Actions to take:
(A) In the WHOIS passage, give the section from "That last point" up to and including "people who did." again, changing "fake names" to "false names".
(B) Say whether each statement agrees with the WHOIS passage, answering yes or no and quoting the words that decide it: (i) RDAP query volume overtook WHOIS by June 2025; (ii) WHOIS dates to RFC 7480; (iii) the .de domain has fully moved to RDAP.

Text:
(begin)
That last point matters technically. The Dabur judgment itself notes that WHOIS records tied to the fraudulent domains frequently contained fake names, dead phone numbers, and throwaway emails. Removing privacy-by-default doesn’t touch registrants who never entered real data in the first place. It mainly exposes people who did.

Why this collides with a protocol transition that was already underway

Here’s the part that gets lost in the legal coverage: WHOIS, as a protocol, was already being retired independent of anything happening in Delhi. WHOIS dates to RFC 812 in 1982, a plaintext, unauthenticated, TCP port 43 query-response format with no standardized output. Every registry answered in its own dialect of free text, there was no encryption, and there was no way to distinguish a security researcher’s query from a spammer scraping contact data at scale. ICANN approved the RDAP Global Amendments in April 2023, setting a sunset date of January 28, 2025, after which gTLD registries and registrars were no longer contractually obligated to run WHOIS on port 43. Registration Data Access Protocol, standardized by the IETF (RFC 7480, 7481, and 9083, since updated by 9082/9083), replaced it with a RESTful HTTPS service returning structured JSON, discoverable through IANA’s bootstrap registry rather than a flat list of per-registry servers to memorize.

The adoption numbers moved fast once the deadline hit. ICANN logged around 122 billion WHOIS queries per month in January 2025 against 7 billion RDAP queries. By June 2025, RDAP query volume overtook WHOIS. By August, WHOIS had dropped to roughly 49 billion monthly queries against RDAP’s 65 billion, and 374 of about 1,000 gTLDs had shut off WHOIS entirely. In January 2026 ICANN revoked registrar Brennercom’s accreditation specifically for failing to implement RDAP, establishing that compliance is not optional going forward. For anyone doing domain recon as part of a pentest engagement or OSINT workup, this is the practical takeaway that matters more than the Indian litigation: if your tooling still shells out to a whois binary or opens a raw socket on port 43 for gTLD lookups, you’re querying a service nobody is obligated to keep answering. Grep your scripts for it. ccTLD coverage is patchier (roughly 60 percent RDAP adoption, with .de, .cn, and .jp still WHOIS-only in many configurations), so a mixed lookup strategy is still required if your target surface spans country-code domains.
(end)
Supplied records:
(begin)
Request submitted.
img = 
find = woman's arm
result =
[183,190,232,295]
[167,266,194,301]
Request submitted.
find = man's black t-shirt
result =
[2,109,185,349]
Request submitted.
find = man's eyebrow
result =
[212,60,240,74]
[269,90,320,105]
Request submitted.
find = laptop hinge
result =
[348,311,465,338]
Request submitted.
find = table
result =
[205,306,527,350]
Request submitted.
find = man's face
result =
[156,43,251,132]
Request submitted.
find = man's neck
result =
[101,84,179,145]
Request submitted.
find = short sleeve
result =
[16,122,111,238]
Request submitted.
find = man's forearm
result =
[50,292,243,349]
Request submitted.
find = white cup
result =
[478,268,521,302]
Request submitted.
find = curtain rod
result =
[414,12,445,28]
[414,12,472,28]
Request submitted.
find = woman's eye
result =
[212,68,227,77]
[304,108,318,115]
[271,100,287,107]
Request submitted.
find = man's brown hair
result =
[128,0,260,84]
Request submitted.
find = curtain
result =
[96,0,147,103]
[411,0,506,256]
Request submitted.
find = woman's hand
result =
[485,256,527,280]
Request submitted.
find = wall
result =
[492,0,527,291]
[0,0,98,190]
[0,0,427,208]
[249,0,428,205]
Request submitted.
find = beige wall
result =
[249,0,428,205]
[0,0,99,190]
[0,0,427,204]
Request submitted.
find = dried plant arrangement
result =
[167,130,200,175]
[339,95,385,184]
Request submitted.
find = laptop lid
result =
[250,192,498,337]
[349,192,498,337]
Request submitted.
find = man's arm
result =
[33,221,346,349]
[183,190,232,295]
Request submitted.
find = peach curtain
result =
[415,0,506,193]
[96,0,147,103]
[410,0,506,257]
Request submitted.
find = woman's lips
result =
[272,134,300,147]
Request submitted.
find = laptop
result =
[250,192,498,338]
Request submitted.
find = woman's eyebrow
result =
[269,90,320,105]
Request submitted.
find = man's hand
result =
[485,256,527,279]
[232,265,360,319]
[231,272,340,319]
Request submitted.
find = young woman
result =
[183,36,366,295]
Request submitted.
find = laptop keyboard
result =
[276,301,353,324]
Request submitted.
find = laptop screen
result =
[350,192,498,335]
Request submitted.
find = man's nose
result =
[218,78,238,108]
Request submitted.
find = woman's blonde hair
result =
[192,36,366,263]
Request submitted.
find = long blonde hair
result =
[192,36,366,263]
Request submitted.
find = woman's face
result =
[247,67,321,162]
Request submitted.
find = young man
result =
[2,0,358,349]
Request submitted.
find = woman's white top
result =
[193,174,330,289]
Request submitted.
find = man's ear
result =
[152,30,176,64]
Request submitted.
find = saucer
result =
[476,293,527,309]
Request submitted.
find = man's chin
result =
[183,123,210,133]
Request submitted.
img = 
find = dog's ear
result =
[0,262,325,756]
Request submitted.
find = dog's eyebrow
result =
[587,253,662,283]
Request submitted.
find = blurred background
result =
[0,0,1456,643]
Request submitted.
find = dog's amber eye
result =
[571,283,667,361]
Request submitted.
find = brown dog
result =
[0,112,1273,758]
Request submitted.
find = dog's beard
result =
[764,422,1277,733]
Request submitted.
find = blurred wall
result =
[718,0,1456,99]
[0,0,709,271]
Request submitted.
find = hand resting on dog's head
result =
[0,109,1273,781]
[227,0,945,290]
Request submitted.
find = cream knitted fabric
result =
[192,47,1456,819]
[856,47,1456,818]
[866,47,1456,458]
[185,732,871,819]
(end)
Full solutions:
(A)
That last point matters technically. The Dabur judgment itself notes that WHOIS records tied to the fraudulent domains frequently contained false names, dead phone numbers, and throwaway emails. Removing privacy-by-default doesn’t touch registrants who never entered real data in the first place. It mainly exposes people who did.

(B)
(i) Yes: "By June 2025, RDAP query volume overtook WHOIS."
(ii) No: "WHOIS dates to RFC 812 in 1982"
(iii) No: "with .de, .cn, and .jp still WHOIS-only in many configurations"